→ YOUR GOAL
Count the lines in the records below that contain the word "wheel". Reply with only that number.

######

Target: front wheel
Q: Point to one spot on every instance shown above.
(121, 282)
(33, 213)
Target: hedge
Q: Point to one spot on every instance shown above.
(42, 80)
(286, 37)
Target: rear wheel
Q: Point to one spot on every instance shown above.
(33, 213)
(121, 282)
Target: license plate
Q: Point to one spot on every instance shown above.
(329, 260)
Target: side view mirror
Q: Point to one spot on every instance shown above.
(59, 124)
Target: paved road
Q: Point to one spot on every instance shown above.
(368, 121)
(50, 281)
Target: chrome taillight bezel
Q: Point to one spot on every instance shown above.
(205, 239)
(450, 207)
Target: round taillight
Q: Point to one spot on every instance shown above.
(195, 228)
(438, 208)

######

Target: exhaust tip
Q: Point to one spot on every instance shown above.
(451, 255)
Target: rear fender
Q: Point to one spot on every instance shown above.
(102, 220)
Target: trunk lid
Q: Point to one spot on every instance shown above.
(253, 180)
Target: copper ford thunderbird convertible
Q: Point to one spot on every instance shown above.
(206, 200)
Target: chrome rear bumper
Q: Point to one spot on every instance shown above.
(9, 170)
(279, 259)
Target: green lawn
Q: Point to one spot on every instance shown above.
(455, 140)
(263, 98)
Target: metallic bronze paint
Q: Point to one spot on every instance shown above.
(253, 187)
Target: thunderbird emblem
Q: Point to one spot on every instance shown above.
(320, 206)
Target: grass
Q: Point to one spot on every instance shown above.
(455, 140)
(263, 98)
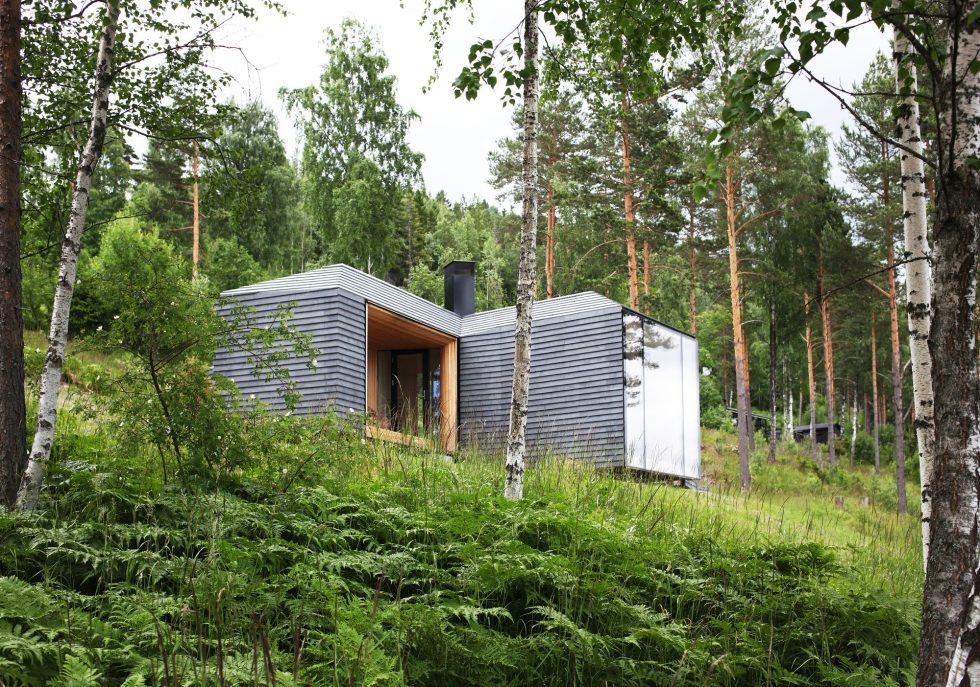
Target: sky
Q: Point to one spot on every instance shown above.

######

→ RESPONSE TO THIS EXERCISE
2